======== The data ========

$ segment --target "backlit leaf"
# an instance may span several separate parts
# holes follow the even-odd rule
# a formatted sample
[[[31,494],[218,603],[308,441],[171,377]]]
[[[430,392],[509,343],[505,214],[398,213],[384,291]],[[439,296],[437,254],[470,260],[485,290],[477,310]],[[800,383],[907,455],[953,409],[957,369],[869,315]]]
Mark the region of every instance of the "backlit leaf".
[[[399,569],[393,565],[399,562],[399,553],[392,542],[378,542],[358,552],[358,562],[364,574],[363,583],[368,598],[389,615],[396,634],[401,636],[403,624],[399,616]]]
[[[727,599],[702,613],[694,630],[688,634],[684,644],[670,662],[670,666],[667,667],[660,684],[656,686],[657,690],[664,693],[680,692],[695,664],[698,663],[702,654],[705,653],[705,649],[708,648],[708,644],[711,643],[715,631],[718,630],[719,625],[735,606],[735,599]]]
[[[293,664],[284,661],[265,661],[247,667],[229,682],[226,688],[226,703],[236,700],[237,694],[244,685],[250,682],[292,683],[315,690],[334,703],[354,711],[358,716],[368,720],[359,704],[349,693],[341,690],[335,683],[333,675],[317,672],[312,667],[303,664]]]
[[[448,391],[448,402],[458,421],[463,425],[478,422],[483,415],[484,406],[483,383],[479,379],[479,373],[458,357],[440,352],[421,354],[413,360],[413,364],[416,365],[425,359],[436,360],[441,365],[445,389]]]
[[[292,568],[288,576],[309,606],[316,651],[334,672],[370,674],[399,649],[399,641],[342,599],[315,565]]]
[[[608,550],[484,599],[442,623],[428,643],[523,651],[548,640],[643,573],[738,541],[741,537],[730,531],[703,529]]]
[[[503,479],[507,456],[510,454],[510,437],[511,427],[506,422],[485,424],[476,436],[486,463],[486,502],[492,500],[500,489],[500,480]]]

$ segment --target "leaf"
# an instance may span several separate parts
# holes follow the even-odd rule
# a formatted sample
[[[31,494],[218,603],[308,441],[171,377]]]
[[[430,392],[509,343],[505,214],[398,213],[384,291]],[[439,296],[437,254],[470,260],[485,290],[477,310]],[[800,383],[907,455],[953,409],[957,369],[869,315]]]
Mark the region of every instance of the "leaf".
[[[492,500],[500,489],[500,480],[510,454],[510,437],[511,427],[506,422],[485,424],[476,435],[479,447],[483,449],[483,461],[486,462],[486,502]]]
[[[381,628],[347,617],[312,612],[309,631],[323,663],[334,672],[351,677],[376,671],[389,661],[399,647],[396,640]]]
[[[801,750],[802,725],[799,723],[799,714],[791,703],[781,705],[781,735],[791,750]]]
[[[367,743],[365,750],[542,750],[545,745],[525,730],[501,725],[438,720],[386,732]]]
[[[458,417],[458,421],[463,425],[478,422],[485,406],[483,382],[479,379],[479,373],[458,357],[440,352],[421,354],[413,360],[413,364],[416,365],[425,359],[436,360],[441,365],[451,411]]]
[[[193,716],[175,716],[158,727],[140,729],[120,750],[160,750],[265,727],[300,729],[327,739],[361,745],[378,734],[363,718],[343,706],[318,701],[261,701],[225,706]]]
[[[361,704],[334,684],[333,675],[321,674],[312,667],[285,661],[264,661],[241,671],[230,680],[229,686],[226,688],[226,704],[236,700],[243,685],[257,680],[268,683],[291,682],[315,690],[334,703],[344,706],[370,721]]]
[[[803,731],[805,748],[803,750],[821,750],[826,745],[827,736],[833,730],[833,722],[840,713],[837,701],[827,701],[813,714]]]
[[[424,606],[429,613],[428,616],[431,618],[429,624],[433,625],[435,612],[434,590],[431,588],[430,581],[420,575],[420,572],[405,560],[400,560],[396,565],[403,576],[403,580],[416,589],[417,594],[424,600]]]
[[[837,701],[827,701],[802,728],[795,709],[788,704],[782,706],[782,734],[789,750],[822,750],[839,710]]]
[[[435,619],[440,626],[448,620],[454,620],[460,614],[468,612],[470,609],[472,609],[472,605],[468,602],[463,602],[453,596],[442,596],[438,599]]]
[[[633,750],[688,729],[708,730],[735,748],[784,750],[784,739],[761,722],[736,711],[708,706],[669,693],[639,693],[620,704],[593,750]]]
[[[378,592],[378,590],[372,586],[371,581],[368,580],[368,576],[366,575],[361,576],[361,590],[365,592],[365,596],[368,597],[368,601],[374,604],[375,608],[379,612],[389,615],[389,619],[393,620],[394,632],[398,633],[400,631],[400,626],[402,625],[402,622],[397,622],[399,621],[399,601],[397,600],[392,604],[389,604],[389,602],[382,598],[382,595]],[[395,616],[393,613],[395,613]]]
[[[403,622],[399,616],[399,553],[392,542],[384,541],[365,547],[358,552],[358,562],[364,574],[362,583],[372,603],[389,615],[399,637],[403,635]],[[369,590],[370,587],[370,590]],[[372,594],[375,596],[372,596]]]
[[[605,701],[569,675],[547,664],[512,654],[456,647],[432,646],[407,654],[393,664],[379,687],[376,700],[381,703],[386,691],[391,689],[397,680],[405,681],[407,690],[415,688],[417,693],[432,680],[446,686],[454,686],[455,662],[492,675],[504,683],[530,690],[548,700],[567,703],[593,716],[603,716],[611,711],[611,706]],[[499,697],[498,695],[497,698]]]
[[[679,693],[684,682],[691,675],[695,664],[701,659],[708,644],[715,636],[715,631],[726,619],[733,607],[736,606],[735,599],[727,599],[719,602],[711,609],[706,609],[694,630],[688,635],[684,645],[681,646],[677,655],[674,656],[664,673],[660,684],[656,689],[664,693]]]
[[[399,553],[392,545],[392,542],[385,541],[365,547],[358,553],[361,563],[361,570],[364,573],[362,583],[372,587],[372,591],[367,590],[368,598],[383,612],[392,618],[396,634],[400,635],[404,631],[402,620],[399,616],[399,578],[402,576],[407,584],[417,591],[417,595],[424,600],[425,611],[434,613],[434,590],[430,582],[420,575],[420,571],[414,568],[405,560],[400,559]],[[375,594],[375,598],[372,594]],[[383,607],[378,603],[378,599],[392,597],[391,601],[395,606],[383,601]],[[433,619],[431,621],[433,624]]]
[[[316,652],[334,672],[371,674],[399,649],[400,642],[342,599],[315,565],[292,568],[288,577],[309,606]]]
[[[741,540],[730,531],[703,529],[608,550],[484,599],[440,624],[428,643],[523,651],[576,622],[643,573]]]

========

Task description:
Reproduce the data in full. Nothing in it may be altered.

Answer to the problem:
$ segment --target "backlit leaf"
# an instance may span several separate parts
# holes follow the even-odd rule
# a formatted sample
[[[31,494],[218,603],[308,441],[171,377]]]
[[[430,392],[509,343],[505,214],[398,213],[384,291]],[[439,296],[437,254],[470,260],[485,290],[477,310]],[[800,383],[907,455],[953,409],[957,369],[869,315]]]
Mark the region of every instance of the "backlit leaf".
[[[399,569],[393,565],[399,562],[399,553],[392,542],[378,542],[358,552],[358,562],[364,574],[363,583],[368,598],[389,615],[396,634],[401,636],[403,624],[399,616]]]
[[[727,599],[702,613],[694,630],[688,634],[684,644],[670,662],[670,666],[667,667],[660,684],[656,686],[657,690],[664,693],[680,692],[695,664],[698,663],[702,654],[705,653],[705,649],[708,648],[708,644],[711,643],[715,631],[718,630],[719,625],[735,606],[735,599]]]
[[[293,664],[284,661],[265,661],[247,667],[229,682],[226,688],[226,703],[236,700],[237,694],[244,685],[250,682],[292,683],[315,690],[334,703],[354,711],[358,716],[368,720],[359,704],[349,693],[341,690],[335,683],[333,675],[317,672],[312,667],[303,664]]]
[[[448,391],[448,402],[458,421],[463,425],[478,422],[483,415],[484,406],[483,383],[479,379],[479,373],[458,357],[440,352],[421,354],[413,360],[413,364],[416,365],[425,359],[436,360],[441,365],[445,389]]]
[[[292,568],[288,576],[309,606],[316,651],[334,672],[370,674],[399,649],[399,641],[342,599],[315,565]]]
[[[608,550],[484,599],[442,623],[428,643],[523,651],[548,640],[643,573],[738,541],[741,537],[730,531],[703,529]]]
[[[503,479],[507,456],[510,454],[510,437],[511,427],[506,422],[485,424],[476,436],[486,463],[486,502],[492,500],[500,489],[500,480]]]

$ segment --target "leaf"
# an instance may span several separate parts
# holes follow the even-odd rule
# a formatted sample
[[[31,494],[218,603],[308,441],[171,377]]]
[[[430,392],[509,343],[505,214],[398,213],[384,291]],[[439,296],[437,254],[470,260],[485,290],[477,310]],[[800,383],[907,455],[953,409],[957,369],[869,315]]]
Mark the region of every instance of the "leaf".
[[[492,500],[500,489],[500,480],[510,454],[510,437],[511,427],[506,422],[485,424],[476,435],[479,447],[483,449],[483,461],[486,462],[486,502]]]
[[[381,628],[347,617],[312,612],[309,631],[323,663],[334,672],[351,677],[376,671],[389,661],[399,647],[396,640]]]
[[[801,750],[802,725],[799,723],[799,714],[791,703],[781,705],[781,735],[791,750]]]
[[[367,743],[365,750],[542,750],[545,745],[525,730],[501,725],[438,720],[386,732]]]
[[[458,417],[458,421],[463,425],[478,422],[485,406],[483,382],[479,379],[479,373],[458,357],[440,352],[421,354],[413,360],[413,364],[416,365],[425,359],[436,360],[441,365],[451,411]]]
[[[193,716],[175,716],[158,727],[140,729],[120,750],[160,750],[265,727],[300,729],[327,739],[361,745],[378,734],[363,718],[343,706],[318,701],[261,701],[225,706]]]
[[[361,704],[334,684],[333,675],[321,674],[312,667],[285,661],[264,661],[241,671],[230,680],[229,686],[226,688],[226,704],[236,700],[243,685],[257,680],[268,683],[291,682],[315,690],[334,703],[344,706],[370,721]]]
[[[803,731],[805,748],[803,750],[821,750],[826,745],[827,736],[833,730],[833,722],[840,713],[837,701],[827,701],[813,714]]]
[[[424,606],[429,613],[428,616],[431,618],[429,624],[433,625],[435,612],[434,590],[431,588],[430,581],[420,575],[420,572],[405,560],[400,560],[396,565],[403,576],[403,580],[416,589],[417,594],[424,600]]]
[[[837,701],[827,701],[802,728],[795,709],[788,704],[782,706],[782,734],[789,750],[822,750],[839,710]]]
[[[435,619],[440,626],[448,620],[454,620],[460,614],[468,612],[470,609],[472,609],[472,605],[468,602],[463,602],[453,596],[442,596],[438,599]]]
[[[633,750],[688,729],[708,730],[735,748],[784,750],[784,739],[761,722],[736,711],[708,706],[669,693],[639,693],[620,704],[593,750]]]
[[[378,592],[378,590],[372,586],[371,581],[368,580],[368,576],[366,575],[361,576],[361,590],[365,592],[365,596],[368,597],[368,601],[374,604],[375,608],[379,612],[389,615],[389,619],[393,620],[394,632],[398,633],[400,631],[400,626],[402,625],[402,622],[397,622],[399,621],[399,601],[397,600],[392,604],[389,604],[389,602],[382,598],[382,595]],[[395,616],[393,613],[395,613]]]
[[[403,622],[399,616],[399,553],[392,542],[384,541],[365,547],[358,552],[358,562],[364,574],[362,583],[372,603],[389,615],[399,637],[403,635]],[[369,590],[370,587],[370,590]],[[372,594],[375,596],[372,596]]]
[[[605,701],[569,675],[547,664],[512,654],[456,647],[432,646],[407,654],[393,664],[379,687],[376,700],[381,703],[386,691],[391,689],[397,680],[405,681],[407,690],[415,688],[417,693],[432,680],[446,686],[454,686],[455,662],[492,675],[504,683],[530,690],[548,700],[567,703],[593,716],[603,716],[611,711],[611,706]],[[499,697],[498,695],[497,698]]]
[[[679,693],[684,682],[691,675],[695,664],[701,659],[708,644],[715,636],[715,631],[726,619],[733,607],[736,606],[735,599],[727,599],[719,602],[711,609],[706,609],[694,630],[688,635],[684,645],[681,646],[677,655],[674,656],[664,673],[660,684],[656,689],[664,693]]]
[[[399,553],[392,545],[392,542],[385,541],[365,547],[358,553],[361,563],[361,570],[364,573],[362,583],[372,587],[372,591],[367,590],[368,598],[383,612],[392,618],[396,634],[400,635],[404,631],[402,620],[399,616],[399,578],[402,576],[407,584],[417,591],[417,595],[424,600],[425,611],[434,613],[434,590],[430,582],[420,575],[420,571],[414,568],[405,560],[400,559]],[[375,594],[375,598],[372,594]],[[383,607],[378,603],[378,599],[392,597],[391,601],[395,606],[383,601]],[[433,619],[431,621],[433,624]]]
[[[316,652],[334,672],[371,674],[399,649],[400,642],[342,599],[315,565],[292,568],[288,577],[309,606]]]
[[[741,540],[730,531],[703,529],[608,550],[484,599],[440,624],[428,643],[523,651],[576,622],[643,573]]]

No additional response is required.